OBJETIVO: Copia de nuevo los datos desde la línea que contiene "the ear tuft." hasta el final, incluidos ambos extremos, sin omitir ninguna línea. Multiplica por 1,15 cada coordenada de las respuestas y redondea a números enteros, con las mitades hacia arriba; el resto del texto, incluidos los números de los ejemplos de formato, debe quedar igual.

#### LISTADO DE DATOS ####

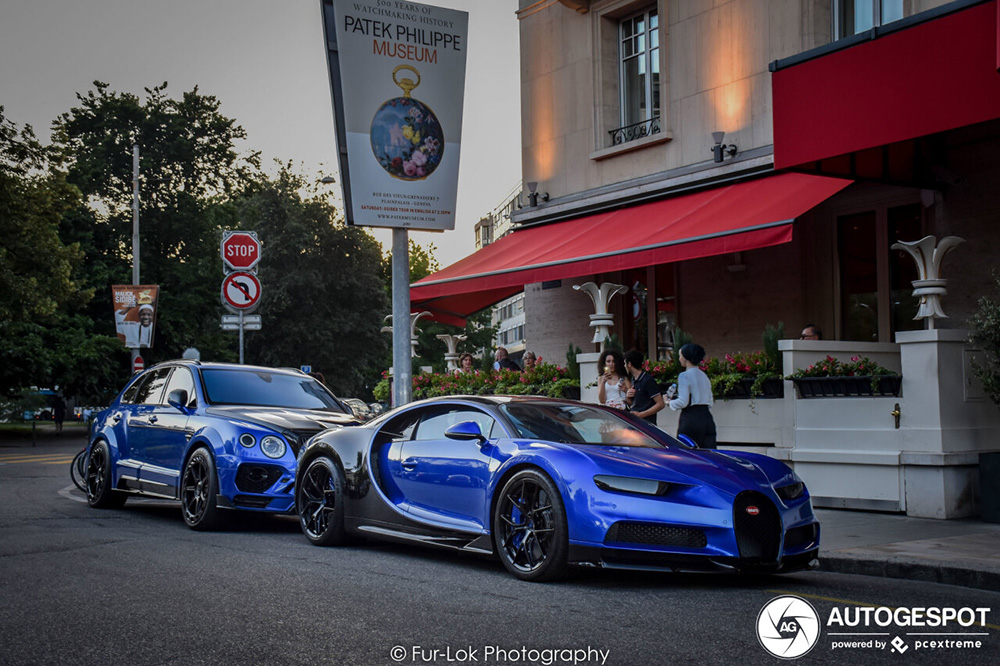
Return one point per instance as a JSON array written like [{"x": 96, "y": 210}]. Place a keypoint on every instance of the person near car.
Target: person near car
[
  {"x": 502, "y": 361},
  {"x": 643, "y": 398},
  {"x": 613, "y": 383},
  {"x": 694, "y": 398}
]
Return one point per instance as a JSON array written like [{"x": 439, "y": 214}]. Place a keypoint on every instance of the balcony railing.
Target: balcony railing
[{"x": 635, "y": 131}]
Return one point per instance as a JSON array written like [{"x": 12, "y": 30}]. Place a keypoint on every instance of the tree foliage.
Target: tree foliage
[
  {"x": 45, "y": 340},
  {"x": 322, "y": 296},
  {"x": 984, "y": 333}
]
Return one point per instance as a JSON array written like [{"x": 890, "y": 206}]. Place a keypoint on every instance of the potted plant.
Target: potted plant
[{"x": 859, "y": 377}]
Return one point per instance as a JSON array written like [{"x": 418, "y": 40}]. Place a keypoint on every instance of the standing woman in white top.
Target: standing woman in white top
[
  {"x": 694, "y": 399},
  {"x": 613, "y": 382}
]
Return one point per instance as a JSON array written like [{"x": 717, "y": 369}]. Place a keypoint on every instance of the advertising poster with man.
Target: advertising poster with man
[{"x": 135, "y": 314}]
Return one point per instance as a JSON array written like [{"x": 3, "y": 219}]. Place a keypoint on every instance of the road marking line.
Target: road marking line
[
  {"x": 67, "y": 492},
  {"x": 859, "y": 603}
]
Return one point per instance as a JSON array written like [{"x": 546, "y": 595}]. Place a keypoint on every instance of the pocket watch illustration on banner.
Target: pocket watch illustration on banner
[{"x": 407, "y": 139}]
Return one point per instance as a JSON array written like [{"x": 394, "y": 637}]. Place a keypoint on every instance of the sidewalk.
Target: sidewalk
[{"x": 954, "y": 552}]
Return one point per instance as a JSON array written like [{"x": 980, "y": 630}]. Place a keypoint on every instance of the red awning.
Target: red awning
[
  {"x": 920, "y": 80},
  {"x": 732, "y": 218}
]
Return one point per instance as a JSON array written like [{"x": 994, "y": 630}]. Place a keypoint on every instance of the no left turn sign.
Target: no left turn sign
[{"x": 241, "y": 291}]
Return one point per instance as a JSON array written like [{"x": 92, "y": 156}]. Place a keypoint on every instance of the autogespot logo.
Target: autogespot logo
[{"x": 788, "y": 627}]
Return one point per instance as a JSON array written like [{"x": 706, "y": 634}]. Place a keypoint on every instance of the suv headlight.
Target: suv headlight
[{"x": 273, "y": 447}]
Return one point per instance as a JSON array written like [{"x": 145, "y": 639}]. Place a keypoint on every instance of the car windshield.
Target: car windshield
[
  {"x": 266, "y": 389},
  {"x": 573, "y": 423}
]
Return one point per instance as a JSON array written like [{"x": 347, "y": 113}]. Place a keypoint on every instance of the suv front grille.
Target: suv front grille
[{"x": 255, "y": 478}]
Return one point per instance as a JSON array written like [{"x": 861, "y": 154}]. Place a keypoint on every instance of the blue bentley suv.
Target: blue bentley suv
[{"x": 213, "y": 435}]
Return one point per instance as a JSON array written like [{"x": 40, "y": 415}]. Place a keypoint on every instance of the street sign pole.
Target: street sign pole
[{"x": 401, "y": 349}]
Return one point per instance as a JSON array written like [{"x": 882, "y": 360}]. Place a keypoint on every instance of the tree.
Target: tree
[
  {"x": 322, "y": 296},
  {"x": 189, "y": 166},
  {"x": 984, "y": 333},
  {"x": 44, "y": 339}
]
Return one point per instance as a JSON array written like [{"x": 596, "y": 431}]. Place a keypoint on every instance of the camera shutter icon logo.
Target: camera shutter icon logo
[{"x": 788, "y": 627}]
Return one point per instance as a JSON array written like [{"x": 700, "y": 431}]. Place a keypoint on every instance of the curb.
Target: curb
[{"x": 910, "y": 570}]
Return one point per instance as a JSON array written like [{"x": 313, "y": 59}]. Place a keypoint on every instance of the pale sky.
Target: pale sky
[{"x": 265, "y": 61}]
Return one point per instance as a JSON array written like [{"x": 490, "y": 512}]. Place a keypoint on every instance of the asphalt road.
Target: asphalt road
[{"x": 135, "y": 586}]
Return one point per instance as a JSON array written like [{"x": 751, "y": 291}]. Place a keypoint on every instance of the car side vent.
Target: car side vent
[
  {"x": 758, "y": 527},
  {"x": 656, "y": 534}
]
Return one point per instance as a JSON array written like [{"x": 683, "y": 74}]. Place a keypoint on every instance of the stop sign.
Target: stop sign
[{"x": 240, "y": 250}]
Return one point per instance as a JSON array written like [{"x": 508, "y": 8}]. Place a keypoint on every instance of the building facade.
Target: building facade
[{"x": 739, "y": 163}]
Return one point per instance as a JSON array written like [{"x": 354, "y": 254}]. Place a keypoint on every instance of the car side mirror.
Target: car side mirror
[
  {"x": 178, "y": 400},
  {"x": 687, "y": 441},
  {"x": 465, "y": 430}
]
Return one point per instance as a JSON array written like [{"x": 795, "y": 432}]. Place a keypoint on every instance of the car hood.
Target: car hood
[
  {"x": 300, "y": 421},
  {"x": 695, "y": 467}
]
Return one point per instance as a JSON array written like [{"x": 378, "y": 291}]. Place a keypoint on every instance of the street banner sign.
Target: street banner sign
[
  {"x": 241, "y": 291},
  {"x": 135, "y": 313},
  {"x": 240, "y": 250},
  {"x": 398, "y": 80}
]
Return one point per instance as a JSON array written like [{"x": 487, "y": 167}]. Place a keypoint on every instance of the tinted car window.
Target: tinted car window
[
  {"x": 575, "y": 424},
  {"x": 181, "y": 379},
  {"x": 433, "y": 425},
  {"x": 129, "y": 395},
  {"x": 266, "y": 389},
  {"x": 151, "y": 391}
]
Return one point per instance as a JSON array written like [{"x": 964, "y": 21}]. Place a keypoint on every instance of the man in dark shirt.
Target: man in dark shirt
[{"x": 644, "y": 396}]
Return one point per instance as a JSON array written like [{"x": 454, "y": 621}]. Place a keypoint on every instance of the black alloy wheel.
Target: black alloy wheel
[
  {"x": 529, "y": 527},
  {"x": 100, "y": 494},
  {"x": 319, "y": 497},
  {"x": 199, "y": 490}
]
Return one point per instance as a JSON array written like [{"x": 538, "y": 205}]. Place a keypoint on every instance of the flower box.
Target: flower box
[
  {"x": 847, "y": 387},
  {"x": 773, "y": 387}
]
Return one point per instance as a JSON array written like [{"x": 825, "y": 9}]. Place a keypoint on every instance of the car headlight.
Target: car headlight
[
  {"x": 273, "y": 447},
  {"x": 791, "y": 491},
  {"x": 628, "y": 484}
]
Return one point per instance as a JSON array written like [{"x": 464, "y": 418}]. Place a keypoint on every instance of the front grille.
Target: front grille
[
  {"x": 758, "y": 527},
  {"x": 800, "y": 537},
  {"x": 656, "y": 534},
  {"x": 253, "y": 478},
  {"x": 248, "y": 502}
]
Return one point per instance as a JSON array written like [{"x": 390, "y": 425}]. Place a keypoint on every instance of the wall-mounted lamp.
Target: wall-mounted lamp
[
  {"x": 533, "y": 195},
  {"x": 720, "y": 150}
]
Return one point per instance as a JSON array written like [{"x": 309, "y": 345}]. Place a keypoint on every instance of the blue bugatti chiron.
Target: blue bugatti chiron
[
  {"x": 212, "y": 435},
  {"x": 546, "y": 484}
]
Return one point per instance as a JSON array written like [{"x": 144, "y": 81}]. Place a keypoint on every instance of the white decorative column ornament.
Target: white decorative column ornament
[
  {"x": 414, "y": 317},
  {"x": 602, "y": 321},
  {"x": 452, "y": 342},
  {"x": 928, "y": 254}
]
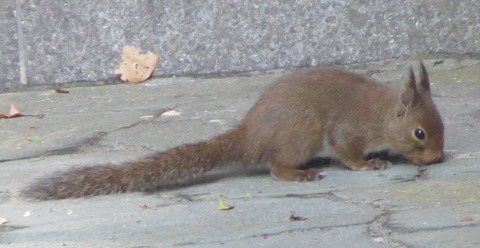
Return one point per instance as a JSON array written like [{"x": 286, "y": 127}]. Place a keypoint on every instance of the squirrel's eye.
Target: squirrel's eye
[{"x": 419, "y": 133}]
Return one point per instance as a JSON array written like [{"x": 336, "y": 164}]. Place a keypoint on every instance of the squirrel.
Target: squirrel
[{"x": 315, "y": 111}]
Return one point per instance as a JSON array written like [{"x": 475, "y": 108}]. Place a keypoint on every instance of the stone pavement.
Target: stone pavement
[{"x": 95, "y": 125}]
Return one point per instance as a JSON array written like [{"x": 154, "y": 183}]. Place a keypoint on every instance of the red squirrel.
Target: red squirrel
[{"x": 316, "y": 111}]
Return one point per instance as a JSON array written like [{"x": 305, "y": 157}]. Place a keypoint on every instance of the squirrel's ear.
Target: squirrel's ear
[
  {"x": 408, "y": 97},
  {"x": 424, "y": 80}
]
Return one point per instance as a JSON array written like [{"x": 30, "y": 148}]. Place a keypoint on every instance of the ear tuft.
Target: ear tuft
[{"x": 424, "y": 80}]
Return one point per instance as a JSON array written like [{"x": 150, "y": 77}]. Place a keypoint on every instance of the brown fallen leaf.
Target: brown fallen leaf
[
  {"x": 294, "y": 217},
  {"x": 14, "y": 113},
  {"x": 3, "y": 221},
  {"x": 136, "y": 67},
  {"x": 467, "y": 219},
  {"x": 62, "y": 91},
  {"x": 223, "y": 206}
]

####

TAREA COMPLETADA:
Return one point per instance as a JSON array written like [{"x": 30, "y": 148}]. Place a keypoint on every instance of the ear tuft.
Target: ear tuft
[{"x": 488, "y": 92}]
Return one point per instance as a JSON array written like [{"x": 150, "y": 77}]. Place a keypoint on every instance of the brown fallen leaf.
Target: brown fallen leaf
[
  {"x": 338, "y": 250},
  {"x": 16, "y": 130},
  {"x": 3, "y": 254},
  {"x": 156, "y": 77},
  {"x": 537, "y": 252},
  {"x": 71, "y": 105},
  {"x": 256, "y": 237}
]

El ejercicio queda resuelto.